── Source extract ──

On account of the present Piedmontese occupation of Rome, the subsequent ceremonial has to be dispensed with in the case of those cardinals who may be there at the time of their elevation to the dignity. Those who are absent receive the lesser insignia of their rank from two papal messengers; one of whom is a layman and member of the Noble Guard, carrying the zucchetto, or skull-cap, the other an ecclesiastic of some minor prelatic rank in the pope’s household, bringing the beretta. If the head of the state be a Catholic, he is permitted to place the cap (brought by the ablegate) upon the new cardinal, the function taking place in the royal chapel; but in other countries a bishop or archbishop is appointed by the pope for the purpose.
At one period, particularly during the XVIth century, many serious scandals were occasioned by the practice of betting on or against the advancement of certain individuals to the cardinalate, and some who had staked heavily were convicted of resorting to infamous calumnies to hinder the nomination of those against whom they had betted. Things finally became so outrageous that Gregory XIV., in 1591, issued a bull in which excommunication, already declared, was pronounced against any one who should presume to wager on the promotion of cardinals (Bul. 4, Gregory XIV. cogit nos).

───
── Records supplied ──

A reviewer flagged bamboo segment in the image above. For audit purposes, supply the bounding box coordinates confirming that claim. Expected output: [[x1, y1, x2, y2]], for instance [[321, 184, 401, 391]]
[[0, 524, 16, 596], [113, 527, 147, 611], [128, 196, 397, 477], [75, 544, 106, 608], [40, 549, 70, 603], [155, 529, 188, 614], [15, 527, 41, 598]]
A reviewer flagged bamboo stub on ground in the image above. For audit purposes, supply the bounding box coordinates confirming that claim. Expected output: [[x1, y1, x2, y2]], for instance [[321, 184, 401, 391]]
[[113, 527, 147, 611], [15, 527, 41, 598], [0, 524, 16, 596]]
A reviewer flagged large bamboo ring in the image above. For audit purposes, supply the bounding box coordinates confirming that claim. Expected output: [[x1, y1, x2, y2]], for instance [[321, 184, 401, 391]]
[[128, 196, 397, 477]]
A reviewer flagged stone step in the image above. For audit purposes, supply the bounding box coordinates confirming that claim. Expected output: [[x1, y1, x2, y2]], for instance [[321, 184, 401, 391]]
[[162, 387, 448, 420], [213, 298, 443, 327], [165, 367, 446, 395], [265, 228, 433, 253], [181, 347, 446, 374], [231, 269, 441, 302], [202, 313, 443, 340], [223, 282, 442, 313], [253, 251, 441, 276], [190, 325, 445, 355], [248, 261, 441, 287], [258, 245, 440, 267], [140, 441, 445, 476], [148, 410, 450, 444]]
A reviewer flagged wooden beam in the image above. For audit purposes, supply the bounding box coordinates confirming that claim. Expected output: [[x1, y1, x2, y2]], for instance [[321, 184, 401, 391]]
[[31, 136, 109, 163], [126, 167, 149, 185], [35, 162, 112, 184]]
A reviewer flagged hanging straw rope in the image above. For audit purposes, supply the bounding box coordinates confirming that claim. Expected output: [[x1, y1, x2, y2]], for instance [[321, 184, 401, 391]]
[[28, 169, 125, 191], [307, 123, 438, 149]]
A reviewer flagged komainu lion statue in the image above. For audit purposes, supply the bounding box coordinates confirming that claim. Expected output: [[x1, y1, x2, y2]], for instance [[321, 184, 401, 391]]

───

What is asked:
1: Using the passage on cardinals, state whether each statement below agrees with it. Answer yes or no, quoting the deciding words of the passage. (a) An absent cardinal receives the zucchetto from a layman of the Noble Guard. (b) Gregory XIV issued the bull against wagering in 1601. (c) In every country, a bishop places the cap on the new cardinal.
2: In the records, revise the lines starting at the one containing "A reviewer flagged hanging" and ending at the one containing "[[28, 169, 125, 191], [307, 123, 438, 149]]". Replace "straw rope" with "twisted rope", leave everything else unchanged, and give only those lines.

Expected outputs:
1:
(a) Yes: "one of whom is a layman and member of the Noble Guard, carrying the zucchetto, or skull-cap"
(b) No: "Gregory XIV., in 1591, issued a bull"
(c) No: "If the head of the state be a Catholic, he is permitted to place the cap (brought by the ablegate) upon the new cardinal"

2:
A reviewer flagged hanging twisted rope in the image above. For audit purposes, supply the bounding box coordinates confirming that claim. Expected output: [[x1, y1, x2, y2]], for instance [[321, 184, 401, 391]]
[[28, 169, 125, 191], [307, 123, 438, 149]]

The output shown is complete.